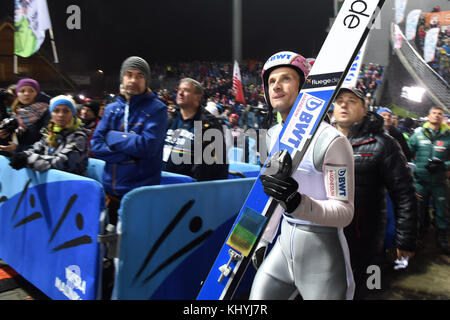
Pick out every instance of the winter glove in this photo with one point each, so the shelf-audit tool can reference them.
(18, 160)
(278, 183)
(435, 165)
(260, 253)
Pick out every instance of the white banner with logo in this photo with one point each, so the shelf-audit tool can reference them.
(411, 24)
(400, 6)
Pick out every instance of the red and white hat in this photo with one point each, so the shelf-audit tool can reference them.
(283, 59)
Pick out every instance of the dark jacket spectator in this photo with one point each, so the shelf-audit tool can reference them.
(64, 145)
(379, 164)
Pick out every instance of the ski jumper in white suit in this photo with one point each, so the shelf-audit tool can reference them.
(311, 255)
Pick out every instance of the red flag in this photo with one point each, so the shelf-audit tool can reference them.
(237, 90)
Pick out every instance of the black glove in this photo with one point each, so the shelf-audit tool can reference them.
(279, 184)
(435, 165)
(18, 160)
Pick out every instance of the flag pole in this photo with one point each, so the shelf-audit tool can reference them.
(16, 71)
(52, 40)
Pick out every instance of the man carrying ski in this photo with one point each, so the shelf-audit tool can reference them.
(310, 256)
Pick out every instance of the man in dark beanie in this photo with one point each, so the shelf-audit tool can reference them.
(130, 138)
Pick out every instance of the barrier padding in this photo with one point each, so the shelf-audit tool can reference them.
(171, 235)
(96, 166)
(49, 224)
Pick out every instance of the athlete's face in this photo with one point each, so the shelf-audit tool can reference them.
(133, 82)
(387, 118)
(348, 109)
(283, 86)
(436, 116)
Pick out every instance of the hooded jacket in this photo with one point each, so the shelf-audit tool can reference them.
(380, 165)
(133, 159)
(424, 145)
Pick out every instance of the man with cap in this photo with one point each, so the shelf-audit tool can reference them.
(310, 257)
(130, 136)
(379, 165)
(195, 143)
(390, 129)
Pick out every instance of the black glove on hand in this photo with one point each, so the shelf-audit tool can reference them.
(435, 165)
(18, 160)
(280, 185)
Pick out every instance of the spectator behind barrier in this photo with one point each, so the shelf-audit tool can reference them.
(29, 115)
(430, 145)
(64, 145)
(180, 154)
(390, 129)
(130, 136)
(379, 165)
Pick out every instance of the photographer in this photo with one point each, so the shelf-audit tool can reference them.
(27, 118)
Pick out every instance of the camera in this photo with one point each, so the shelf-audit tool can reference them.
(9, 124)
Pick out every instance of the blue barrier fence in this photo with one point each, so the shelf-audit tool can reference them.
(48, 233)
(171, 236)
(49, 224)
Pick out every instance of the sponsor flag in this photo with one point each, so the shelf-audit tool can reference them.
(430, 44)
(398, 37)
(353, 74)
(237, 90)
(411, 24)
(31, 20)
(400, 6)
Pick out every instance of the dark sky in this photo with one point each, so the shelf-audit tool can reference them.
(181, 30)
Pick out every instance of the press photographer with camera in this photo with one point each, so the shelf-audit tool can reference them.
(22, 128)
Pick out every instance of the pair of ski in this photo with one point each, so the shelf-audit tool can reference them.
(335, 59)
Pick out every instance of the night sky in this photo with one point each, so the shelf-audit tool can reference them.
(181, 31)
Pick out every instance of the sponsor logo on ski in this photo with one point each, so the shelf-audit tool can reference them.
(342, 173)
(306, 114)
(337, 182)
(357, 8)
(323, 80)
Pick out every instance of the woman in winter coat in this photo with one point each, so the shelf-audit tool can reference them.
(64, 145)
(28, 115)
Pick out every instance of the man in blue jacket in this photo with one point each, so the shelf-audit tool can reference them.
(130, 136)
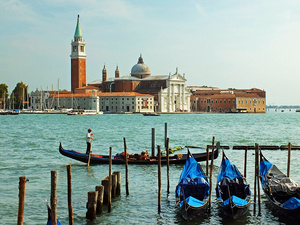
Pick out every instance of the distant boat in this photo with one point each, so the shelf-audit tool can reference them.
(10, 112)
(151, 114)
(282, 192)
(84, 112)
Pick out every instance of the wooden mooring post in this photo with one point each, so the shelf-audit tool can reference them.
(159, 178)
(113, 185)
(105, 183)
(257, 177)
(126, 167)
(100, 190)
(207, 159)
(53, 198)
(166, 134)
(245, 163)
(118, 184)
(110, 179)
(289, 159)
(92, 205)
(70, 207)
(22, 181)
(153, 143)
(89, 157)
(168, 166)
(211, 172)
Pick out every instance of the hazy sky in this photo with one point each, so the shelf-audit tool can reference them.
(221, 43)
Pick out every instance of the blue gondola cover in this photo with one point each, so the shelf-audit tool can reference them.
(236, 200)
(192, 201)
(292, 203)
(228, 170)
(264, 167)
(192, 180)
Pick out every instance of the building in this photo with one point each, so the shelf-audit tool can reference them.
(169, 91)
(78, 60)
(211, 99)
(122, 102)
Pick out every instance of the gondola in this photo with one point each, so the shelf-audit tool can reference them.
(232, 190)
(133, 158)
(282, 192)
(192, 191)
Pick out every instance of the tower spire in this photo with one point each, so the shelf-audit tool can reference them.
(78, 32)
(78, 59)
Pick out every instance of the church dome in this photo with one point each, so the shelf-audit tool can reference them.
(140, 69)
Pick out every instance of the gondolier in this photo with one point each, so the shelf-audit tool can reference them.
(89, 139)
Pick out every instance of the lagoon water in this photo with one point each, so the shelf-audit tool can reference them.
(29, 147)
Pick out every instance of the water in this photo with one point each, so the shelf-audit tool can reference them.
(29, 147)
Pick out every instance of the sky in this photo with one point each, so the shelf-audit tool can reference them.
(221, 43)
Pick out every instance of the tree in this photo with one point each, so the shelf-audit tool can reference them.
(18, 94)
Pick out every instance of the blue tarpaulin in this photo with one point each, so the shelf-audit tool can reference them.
━━━━━━━━━━
What is asked.
Quote every entry exactly, with the pictures omitted.

Answer below.
Pick out every instance of the winter glove in this photo with one point each, so the shelf-audit tool can reference them.
(18, 160)
(278, 183)
(435, 165)
(260, 253)
Pick out every instance of the white banner with logo in this photo with one point each, so the shelf-audit tool can reference them.
(411, 24)
(400, 6)
Pick out every instance of the red and white hat in this photo with one point each, so the shelf-audit tool can reference them.
(283, 59)
Pick out every instance of the dark jacket spectator in this photo with one point each, so the shelf-audit tool can reference them.
(64, 145)
(379, 164)
Pick out every instance of the ski jumper in white suit in this photo with one point each, so the shelf-audit tool can reference them.
(311, 255)
Pick out every instance of the red flag in this photo with one point each, so the shelf-audit tool can reference them.
(237, 90)
Pick out every instance of the black glove in this photo with one point each, so the shelf-audit tool can reference them.
(279, 184)
(435, 165)
(18, 160)
Pick out every instance of the flag pole in this photo with one point each, so the shelf-audit tool can reference them.
(16, 71)
(52, 40)
Pick out every instance of the man carrying ski in this photo with one point each, so the shelf-audit tool can reference them.
(310, 256)
Pick out every instance of the man in dark beanie in this photo with one point each, so the shelf-audit tool can reference them.
(130, 138)
Pick out every instance of the barrier padding in this photo with one point each, so the shelf-audit tool can reference them.
(171, 235)
(96, 166)
(49, 224)
Pick out every instance of the athlete's face in this photo with one point each, so the shelf-audit tool can reference them.
(133, 82)
(387, 118)
(348, 109)
(283, 86)
(436, 116)
Pick out every instance of the hooded jacket in this photo with one point each, so the shelf-audit tool can reference them.
(380, 165)
(133, 159)
(424, 145)
Pick out every instance of the man with cap in this photo with one point each, so the shelf-audit tool can reference them.
(310, 257)
(130, 136)
(379, 165)
(195, 143)
(390, 129)
Pick out every instance of the black glove on hand in this photo with one point each, so the shelf-audit tool can reference them.
(435, 165)
(18, 160)
(280, 185)
Pick out every instance of the spectator behind barrier in this photo with one point each, so the shelf-audit tool can reference them.
(29, 115)
(430, 145)
(64, 145)
(180, 154)
(390, 129)
(130, 136)
(379, 165)
Pick out every instance of the photographer in this photo with one point each, so the shelf-audit tool can reference them.
(27, 118)
Pick out every instance of the camera in this photo with one point each, so the shelf-audit tool can reference them.
(9, 124)
Pick out every instance of the blue barrier fence in this photo with one point each, so the shelf-audit tool can reference them.
(48, 233)
(171, 236)
(49, 224)
Pick out every instance of the sponsor flag in this photo with one point each, so the shelf-audit tool can reference them.
(430, 44)
(398, 37)
(353, 74)
(237, 90)
(411, 24)
(31, 20)
(400, 6)
Pick out every instance of the dark sky in this photo with one point each, so the shelf-audit tool can reference them.
(181, 30)
Pick out every instance of the press photographer with camera in this photo with one point each, so the shelf-audit tool can reference them.
(22, 128)
Pick out every instance of the pair of ski in this photo with one point each, so the shelf-audit tool can reference them.
(335, 59)
Pick out every instance of the night sky in this photo with one point each, so the shelf-audit tool can reference them.
(181, 31)
Pick out every instance of the sponsor logo on ski in this photo with one point each, so the shelf-audit tool can reference them.
(342, 173)
(306, 114)
(337, 182)
(357, 8)
(323, 80)
Pick out every instance of the woman in winter coat in this photo with one point each, so the shelf-audit tool can reference them.
(64, 145)
(28, 115)
Pick out every instance of the man in blue jacket in this photo with one point each, so the shelf-audit tool can reference them.
(130, 136)
Pick out every instance of the distant boat in this photo with one point each, so the shelf-audit tool can reference them.
(10, 112)
(151, 114)
(282, 192)
(84, 112)
Pick out every instance of the wooden mooring post in this photo with one point each, so the shelf-audit tool can reference them.
(159, 178)
(113, 185)
(105, 183)
(257, 177)
(126, 167)
(100, 190)
(207, 159)
(53, 198)
(166, 134)
(245, 163)
(118, 184)
(110, 179)
(289, 159)
(92, 205)
(70, 207)
(22, 181)
(153, 143)
(89, 157)
(168, 166)
(211, 172)
Pick out every instance of the hazy sky in this photo with one point each, so the shelf-audit tool can reference them.
(221, 43)
Pick out every instance of the blue gondola cover in this photo with one point each, so the shelf-audit tool can reference them.
(236, 200)
(192, 201)
(292, 203)
(228, 170)
(264, 167)
(192, 180)
Pick out every instance of the building in this photo with one point each, so the shelf-audit tool can reference them.
(169, 91)
(78, 60)
(211, 99)
(122, 102)
Pick out every instance of the gondola in this photo with one point each, so the shelf-audit tool can reference them.
(232, 190)
(133, 158)
(282, 192)
(192, 191)
Pick out every instance of the tower spire in this photo with one point each, so the shelf-audit tool can reference them.
(78, 32)
(78, 59)
Pick out every instance of the church dome in this photo with one point each, so the shelf-audit tool can reference them.
(140, 69)
Pick out every instance of the gondolier in this photo with one point each, so the shelf-audit tool can reference them.
(89, 139)
Pick out every instance of the lagoon water in this photo with one point each, so the shelf-audit tool can reference them.
(29, 147)
Pick out every instance of the water in this photo with one point each, so the shelf-audit tool can reference them.
(29, 147)
Pick out every instance of the sky in this photo with one point each, so the shelf-audit tool can reference them.
(221, 43)
Pick out every instance of the tree in this photo with one point each, so the shelf-audit tool can reference them.
(18, 94)
Pick out every instance of the blue tarpaulin in this photo with one point each, so the shelf-audit tool can reference them.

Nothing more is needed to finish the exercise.